Document excerpt:
At 13, one skating accident ended the thing I loved most, and I never skated again. I was gutted. However, it started my health journey. Then, at 14, came 04/04/1997.
Polymyositis was diagnosed. A condition that, at the time, belonged to elderly women, not teenage boys. They gave me a life expectancy of two years. They didn’t understand it, but needed a box to put me in, and that was the box. So I lived in fight mode, and every boundary set, every expected but unreachable date, I blew straight past. Life kept going.
At 25, everything changed. They used my biopsy from years earlier, ran it through newer technology, and came back with: “We misdiagnosed you.” It wasn’t Polymyositis. It was FSHD, Type 1.
My world shifted — my prognosis, expectations, what I might pass on to my children, and the way I understood my own body. It hit my marriage too. Becoming the full‑time carer of someone who is slowly deteriorating is difficult. Not everyone can do it. It wasn’t the only reason my marriage ended, but its weight affected us.
My mental health took a hit. It took years, but eventually I adjusted. When the boys were born, I carried that inheritance fear — that 50/50 coin toss — until we finally had them tested when they turned 8. Negative. Relief like I’d never felt before.
Life moved on. My health declined, but I made peace with it. I met Hannah. Married her. She knows the real me, and loves me anyway. Even though loving me means being a carer, we’re still us. It’s hard, but we’re happy.
Then a video appointment with my specialist last week happened. We hadn’t seen him in four years. Appointments are usually every 18 months, and if you miss one, you wait another 18 months. We didn’t think we’d missed anything, but no new date ever came. Turns out a system update meant I was lost in the digital void. Thankfully, when I chased it, they squeezed me in for this last‑minute appointment.
The appointment was the usual: check FSH‑areas and discuss what I can and can’t do now. Nothing surprising. Nothing I hadn’t already written about recently. Then the atmosphere shifted.
There’s always been a question hanging over me: why am I in the top 1% of severity? FSHD varies wildly, even within families. Some have mild facial weakness, shoulder issues, stay mobile for decades, and some end up in wheelchairs early. There’s no typical presentation. I’ve always been… different. Severe. No one knew why.
I’m adopted, so no family history to compare. I met my birth mum, and everything about her screamed FSHD, but she refused testing. When the relationship became toxic, I walked away. My chance for clarity died in December 2024 with her.
Four years ago, my doctor took blood to explore a theory: maybe I had a double dose of FSHD, one from each biological parent. A million‑to‑one scenario, but possible. I’d forgotten about it. He hadn’t.

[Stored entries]
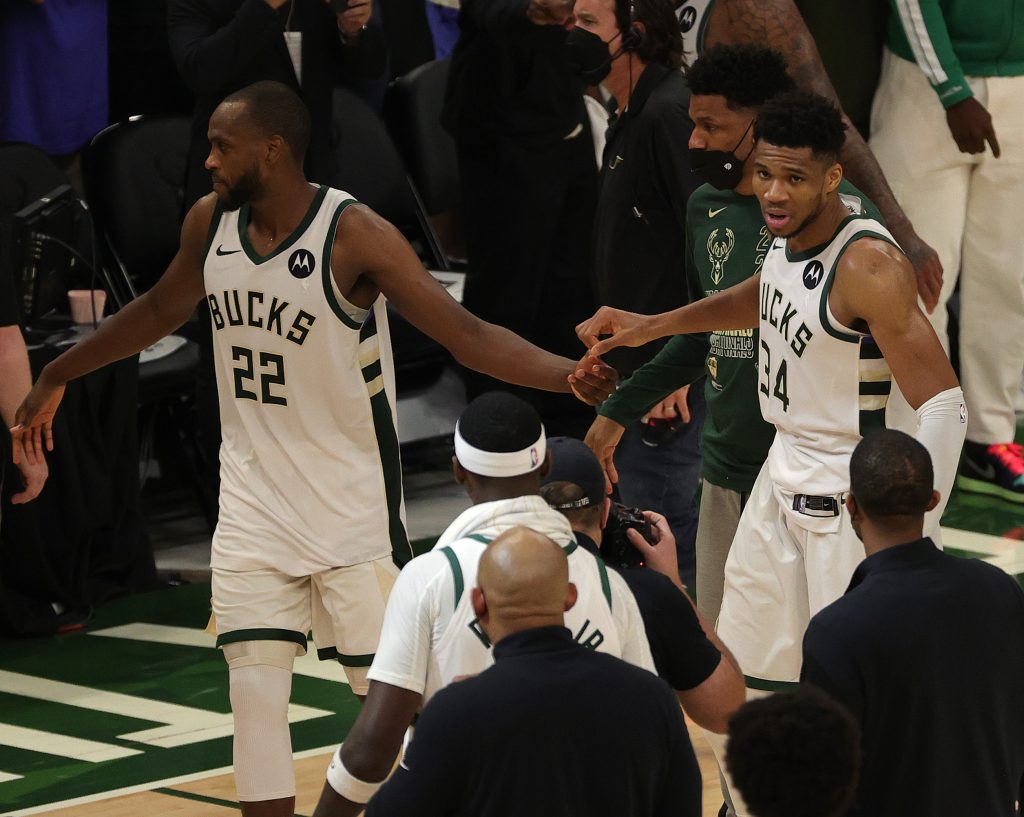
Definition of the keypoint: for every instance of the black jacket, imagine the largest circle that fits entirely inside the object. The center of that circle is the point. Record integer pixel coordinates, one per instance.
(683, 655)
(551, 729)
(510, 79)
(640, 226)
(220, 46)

...

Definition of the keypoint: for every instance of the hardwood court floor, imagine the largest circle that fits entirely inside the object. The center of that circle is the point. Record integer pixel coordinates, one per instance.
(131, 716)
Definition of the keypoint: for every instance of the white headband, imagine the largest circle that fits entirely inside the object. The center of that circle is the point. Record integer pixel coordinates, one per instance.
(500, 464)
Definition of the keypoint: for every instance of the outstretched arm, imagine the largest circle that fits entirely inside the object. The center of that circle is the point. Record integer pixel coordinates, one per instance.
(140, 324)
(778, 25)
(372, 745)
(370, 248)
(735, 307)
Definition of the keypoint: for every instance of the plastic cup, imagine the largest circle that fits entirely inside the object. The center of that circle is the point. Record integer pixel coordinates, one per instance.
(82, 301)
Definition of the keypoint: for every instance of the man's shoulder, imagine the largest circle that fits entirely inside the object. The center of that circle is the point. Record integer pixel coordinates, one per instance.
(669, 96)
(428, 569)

Required action: Please carry on the personal essay about living with FSHD, starting after its last sentence, "He hadn't."

Result for this task:
I don’t have both. I only have one. However, the original diagnosis of FSHD1 was wrong. I have FSHD2.
FSHD1 and FSHD2 outwardly look the same. The same muscles weaken. The same areas are affected. The same slow progression. The difference is in the why. FSHD1 is caused by a chunk of DNA on chromosome 4 being shorter than it should be. FSHD2 isn’t about a shortened chunk at all; it’s a gene that keeps things switched off failing to do its job. In both types, a protein that should stay silent switches on in muscle cells, and that causes the damage, but the route to that switch is different. FSHD2 needs two separate things to go wrong. It’s still 50/50 in theory, but in real life it’s inherited less often than FSHD1.
Suddenly, some of my severity makes sense. FSHD2 is known for being unpredictable. Some barely notice it. Others, like me, get hit hard. It doesn’t change what’s already happening in my body, but it does explain why my progression has never quite matched the “usual” FSHD1 pattern. It also means that some of the things we’ve blamed on “bad luck” or “my version” might actually be due to FSHD2. There’s no new treatment, but it gives context.
It still knocked the wind out of me. The boys were tested for Type 1. Not Type 2. My relief has evaporated. Now I’m seeing zebras everywhere. For anyone who doesn’t know the phrase, doctors are taught: “When you hear hoofbeats, think horses, not zebras.” Meaning: look for the common explanation, not the rare one. Living your whole life with FSHD makes it hard not to see it. The hypermobility, tired legs, winged scapula, thin arms, and speech issues. Are they signs? Are they nothing? Am I carrying the guilt again?
FSHD2 is harder to inherit, and no one knows why. Yet it still happens. Now I’m left with more questions than answers. Does it change anything? Why am I still in an unexplainable top‑severity bracket? I don’t know, and I'm not sure this diagnosis will answer these questions.
It’s just another thing to get my head around. Nevertheless, here we are — still talking, figuring it out, living it, but one confusing twist at a time.